Find every line in the lines below that contains the word "house" and copy each of those lines out in full.

─── Available records

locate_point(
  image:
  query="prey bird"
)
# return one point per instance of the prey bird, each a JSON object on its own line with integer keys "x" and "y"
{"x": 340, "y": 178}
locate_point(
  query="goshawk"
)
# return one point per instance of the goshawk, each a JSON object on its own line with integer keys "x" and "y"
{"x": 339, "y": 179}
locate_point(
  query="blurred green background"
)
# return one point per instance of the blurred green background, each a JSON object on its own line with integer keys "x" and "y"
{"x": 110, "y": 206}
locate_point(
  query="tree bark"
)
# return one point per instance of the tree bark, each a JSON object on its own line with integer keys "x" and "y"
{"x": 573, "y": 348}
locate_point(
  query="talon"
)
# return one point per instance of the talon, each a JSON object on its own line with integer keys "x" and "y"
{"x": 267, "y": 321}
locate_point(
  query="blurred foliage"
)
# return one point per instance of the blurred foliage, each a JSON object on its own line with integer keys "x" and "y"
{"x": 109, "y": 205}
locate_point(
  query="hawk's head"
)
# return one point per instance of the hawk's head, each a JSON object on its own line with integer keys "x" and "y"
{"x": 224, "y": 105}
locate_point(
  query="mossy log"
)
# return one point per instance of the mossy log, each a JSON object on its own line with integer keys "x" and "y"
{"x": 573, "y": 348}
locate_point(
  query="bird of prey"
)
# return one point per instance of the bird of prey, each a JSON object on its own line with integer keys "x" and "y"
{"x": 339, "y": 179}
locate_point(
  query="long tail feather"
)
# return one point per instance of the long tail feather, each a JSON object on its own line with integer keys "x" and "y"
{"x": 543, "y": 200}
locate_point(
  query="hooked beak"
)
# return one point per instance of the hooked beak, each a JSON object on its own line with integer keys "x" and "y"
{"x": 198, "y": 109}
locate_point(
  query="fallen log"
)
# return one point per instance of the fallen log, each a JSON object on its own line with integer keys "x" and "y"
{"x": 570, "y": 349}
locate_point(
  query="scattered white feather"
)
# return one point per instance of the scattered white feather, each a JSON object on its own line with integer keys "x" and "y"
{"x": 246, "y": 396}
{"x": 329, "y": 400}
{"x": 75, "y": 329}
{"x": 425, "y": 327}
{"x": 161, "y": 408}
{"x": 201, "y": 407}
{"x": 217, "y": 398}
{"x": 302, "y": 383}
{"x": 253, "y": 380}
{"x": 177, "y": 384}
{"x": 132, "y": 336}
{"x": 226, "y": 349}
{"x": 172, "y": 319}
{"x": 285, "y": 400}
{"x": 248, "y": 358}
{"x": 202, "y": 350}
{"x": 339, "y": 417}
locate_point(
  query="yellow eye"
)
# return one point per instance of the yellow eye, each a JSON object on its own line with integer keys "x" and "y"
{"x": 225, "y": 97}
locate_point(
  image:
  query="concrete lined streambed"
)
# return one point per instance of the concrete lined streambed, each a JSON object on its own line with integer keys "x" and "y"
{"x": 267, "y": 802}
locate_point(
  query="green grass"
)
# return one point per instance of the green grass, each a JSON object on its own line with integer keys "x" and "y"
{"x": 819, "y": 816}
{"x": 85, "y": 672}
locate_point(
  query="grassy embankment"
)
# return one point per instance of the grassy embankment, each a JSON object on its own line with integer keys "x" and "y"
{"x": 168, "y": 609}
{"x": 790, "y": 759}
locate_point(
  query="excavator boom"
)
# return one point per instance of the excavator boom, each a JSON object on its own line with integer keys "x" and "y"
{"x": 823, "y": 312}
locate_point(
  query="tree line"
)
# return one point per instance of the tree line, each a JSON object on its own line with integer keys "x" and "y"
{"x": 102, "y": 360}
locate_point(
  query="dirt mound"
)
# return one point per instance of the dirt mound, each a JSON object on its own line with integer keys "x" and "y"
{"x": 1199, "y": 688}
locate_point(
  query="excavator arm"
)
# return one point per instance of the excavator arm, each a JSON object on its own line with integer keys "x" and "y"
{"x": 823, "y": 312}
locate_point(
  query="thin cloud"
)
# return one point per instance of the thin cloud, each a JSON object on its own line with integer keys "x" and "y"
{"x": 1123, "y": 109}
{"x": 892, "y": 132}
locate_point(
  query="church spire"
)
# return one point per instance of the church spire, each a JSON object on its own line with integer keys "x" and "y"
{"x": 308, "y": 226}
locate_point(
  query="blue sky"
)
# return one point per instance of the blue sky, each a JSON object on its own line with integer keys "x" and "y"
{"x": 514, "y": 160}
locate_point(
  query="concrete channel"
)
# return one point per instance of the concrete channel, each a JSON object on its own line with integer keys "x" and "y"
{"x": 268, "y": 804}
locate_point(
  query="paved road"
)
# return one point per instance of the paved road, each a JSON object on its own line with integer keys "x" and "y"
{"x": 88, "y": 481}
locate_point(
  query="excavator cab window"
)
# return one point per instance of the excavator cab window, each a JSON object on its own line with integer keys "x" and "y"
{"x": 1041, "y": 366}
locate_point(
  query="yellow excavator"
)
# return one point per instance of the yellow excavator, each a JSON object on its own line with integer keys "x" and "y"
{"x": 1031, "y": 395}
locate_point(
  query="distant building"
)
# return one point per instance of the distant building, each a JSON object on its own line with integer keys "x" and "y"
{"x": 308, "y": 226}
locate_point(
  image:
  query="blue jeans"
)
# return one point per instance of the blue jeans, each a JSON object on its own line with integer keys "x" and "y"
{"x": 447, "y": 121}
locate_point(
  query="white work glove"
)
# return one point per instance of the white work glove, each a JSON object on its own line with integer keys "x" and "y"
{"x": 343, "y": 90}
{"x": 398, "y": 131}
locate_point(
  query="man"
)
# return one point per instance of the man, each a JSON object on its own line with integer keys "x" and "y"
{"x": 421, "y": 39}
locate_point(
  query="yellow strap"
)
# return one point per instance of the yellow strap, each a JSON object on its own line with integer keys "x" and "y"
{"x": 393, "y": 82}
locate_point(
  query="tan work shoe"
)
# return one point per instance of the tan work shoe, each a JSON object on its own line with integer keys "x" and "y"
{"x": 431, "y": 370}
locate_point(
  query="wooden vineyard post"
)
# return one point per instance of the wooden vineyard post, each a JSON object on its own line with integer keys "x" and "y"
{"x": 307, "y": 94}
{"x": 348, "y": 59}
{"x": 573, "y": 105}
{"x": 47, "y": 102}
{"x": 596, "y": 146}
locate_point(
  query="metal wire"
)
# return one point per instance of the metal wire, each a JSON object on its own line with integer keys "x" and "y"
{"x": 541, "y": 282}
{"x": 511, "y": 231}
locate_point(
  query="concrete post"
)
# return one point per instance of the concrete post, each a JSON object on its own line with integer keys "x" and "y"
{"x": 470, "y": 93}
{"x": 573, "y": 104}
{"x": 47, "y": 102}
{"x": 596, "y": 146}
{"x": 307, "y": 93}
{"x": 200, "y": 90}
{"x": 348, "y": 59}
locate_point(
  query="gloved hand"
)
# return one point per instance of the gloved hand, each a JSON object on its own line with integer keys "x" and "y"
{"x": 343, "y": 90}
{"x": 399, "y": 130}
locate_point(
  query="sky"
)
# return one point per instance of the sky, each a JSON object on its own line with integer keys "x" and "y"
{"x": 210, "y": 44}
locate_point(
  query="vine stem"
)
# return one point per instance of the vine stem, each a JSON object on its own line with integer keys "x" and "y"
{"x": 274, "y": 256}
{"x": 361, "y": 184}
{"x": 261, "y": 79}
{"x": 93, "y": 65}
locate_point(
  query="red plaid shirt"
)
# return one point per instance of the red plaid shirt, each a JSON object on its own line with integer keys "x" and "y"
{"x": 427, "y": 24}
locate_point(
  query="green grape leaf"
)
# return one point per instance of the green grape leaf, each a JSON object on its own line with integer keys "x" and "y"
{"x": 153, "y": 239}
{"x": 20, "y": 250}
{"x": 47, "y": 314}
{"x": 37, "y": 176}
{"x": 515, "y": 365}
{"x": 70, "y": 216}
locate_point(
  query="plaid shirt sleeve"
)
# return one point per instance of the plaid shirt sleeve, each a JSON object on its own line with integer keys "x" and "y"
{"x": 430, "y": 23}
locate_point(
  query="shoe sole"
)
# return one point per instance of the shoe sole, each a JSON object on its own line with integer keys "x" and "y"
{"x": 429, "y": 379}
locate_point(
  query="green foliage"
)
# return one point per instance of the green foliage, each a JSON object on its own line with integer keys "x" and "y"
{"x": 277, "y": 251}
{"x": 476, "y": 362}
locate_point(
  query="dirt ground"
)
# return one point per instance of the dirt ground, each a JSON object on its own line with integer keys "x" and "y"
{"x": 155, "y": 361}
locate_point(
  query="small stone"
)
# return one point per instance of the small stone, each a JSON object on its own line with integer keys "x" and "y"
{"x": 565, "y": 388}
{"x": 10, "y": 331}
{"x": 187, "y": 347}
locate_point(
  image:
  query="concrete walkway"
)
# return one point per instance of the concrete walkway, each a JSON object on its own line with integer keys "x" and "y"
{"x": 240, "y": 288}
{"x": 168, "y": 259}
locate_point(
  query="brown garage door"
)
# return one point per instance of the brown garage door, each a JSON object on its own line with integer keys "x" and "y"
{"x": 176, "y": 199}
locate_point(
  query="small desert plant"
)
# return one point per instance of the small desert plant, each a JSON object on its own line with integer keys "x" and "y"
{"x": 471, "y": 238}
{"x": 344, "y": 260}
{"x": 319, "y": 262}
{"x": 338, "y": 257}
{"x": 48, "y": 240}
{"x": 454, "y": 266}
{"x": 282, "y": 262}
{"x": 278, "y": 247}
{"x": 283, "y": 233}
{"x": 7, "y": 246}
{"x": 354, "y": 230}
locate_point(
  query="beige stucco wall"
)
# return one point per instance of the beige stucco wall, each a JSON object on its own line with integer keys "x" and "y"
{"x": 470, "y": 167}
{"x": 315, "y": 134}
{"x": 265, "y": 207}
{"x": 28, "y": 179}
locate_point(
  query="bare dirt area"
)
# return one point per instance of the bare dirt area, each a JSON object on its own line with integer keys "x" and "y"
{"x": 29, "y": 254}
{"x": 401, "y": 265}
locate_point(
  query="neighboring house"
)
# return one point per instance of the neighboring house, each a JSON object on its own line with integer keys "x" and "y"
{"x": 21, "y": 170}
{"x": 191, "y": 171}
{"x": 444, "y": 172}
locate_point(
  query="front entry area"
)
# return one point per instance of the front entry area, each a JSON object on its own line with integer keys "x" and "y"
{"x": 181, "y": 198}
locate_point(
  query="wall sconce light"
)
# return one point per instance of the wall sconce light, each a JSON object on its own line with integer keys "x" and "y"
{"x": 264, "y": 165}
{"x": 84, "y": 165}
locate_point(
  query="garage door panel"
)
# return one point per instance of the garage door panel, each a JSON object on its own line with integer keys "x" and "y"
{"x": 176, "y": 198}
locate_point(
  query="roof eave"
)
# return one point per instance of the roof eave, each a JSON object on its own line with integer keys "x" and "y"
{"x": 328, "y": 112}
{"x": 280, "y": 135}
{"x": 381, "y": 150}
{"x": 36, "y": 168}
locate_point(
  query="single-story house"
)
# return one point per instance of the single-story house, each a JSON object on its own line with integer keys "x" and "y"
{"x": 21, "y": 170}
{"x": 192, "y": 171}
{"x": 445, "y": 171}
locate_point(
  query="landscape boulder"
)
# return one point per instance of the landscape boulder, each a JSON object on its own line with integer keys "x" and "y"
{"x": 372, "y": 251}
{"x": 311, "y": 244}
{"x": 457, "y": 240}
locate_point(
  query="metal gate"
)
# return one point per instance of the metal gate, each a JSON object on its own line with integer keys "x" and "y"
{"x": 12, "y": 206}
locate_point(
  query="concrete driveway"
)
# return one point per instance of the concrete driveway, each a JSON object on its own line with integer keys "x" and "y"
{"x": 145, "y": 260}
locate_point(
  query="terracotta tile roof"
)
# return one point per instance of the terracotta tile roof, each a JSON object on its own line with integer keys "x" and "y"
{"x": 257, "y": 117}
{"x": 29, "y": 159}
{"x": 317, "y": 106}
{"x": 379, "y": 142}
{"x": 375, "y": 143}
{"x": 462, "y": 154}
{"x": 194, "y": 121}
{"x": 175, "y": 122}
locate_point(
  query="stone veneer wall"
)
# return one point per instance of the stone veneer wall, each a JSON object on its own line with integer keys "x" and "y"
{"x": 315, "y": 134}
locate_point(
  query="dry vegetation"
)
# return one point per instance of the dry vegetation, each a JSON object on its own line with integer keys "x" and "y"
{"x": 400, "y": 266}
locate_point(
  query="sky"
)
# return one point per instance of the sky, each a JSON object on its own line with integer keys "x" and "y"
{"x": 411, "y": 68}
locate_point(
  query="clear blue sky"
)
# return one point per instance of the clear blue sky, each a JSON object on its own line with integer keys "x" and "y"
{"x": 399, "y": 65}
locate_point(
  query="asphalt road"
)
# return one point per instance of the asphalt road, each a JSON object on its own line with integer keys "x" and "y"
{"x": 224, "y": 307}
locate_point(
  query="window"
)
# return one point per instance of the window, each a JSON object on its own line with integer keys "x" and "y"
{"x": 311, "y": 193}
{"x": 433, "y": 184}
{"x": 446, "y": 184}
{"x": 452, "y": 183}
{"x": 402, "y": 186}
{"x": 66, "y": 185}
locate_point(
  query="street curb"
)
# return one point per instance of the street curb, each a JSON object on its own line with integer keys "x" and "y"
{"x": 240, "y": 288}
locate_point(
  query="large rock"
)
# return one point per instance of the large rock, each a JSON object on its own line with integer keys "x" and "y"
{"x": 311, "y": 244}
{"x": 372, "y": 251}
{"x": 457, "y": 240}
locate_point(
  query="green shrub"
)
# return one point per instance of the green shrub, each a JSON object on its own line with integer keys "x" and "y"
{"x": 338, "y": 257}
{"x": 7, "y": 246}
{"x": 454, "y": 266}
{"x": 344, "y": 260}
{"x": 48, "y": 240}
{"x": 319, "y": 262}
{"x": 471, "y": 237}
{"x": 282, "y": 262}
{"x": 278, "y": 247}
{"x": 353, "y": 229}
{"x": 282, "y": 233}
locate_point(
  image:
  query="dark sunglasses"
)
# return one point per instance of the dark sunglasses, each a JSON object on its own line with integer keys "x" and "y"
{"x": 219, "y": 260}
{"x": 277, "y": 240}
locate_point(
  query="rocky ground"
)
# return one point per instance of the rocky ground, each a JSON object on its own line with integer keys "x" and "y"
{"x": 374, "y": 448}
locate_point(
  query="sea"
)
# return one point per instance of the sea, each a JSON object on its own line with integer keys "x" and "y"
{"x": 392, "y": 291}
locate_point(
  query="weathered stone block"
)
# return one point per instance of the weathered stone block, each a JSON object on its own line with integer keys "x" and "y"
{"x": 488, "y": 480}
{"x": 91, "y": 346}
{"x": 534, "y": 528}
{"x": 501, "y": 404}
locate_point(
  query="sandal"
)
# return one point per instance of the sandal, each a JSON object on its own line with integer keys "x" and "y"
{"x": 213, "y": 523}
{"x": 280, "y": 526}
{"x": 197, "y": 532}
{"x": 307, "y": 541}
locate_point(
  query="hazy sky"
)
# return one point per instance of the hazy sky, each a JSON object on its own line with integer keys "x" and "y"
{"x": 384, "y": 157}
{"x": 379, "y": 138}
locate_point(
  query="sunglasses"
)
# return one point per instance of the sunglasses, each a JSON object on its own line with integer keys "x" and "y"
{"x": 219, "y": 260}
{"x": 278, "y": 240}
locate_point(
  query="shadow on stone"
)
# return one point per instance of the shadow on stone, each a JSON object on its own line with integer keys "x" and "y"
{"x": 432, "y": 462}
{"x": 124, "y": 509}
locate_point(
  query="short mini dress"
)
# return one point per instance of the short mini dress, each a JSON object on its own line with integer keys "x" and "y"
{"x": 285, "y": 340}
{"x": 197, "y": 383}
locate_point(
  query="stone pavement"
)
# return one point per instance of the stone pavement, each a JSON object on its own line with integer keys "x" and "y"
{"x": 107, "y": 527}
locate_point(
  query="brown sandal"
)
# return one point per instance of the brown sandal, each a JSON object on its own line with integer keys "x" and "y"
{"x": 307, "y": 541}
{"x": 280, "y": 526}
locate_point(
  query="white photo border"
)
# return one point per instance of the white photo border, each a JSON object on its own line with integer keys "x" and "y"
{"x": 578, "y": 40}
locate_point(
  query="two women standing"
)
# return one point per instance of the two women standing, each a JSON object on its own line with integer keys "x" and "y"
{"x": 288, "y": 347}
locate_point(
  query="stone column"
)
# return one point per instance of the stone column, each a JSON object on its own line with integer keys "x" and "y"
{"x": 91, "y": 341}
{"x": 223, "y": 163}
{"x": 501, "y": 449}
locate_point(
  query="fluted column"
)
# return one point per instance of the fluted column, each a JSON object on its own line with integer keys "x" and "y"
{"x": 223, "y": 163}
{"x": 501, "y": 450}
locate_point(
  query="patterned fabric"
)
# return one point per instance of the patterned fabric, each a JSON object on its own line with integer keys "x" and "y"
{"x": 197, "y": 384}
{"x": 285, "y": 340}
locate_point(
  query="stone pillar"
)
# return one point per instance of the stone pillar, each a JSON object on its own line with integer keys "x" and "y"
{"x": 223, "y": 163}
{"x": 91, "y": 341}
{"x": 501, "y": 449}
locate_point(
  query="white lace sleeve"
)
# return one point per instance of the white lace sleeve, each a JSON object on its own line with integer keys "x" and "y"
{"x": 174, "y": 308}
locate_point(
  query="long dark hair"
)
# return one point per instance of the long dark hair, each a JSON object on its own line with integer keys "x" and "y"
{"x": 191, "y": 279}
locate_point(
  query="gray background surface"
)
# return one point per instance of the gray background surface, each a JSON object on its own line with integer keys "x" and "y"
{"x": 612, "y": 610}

──────

> **Full response**:
  query="neighboring house"
# return one point per instance of the neighboring house, each a JSON object on its own line with integer keys "x" and "y"
  query="single-story house"
# return one point per instance of the single-story house, each a JSON object on its own line with integer keys "x" and "y"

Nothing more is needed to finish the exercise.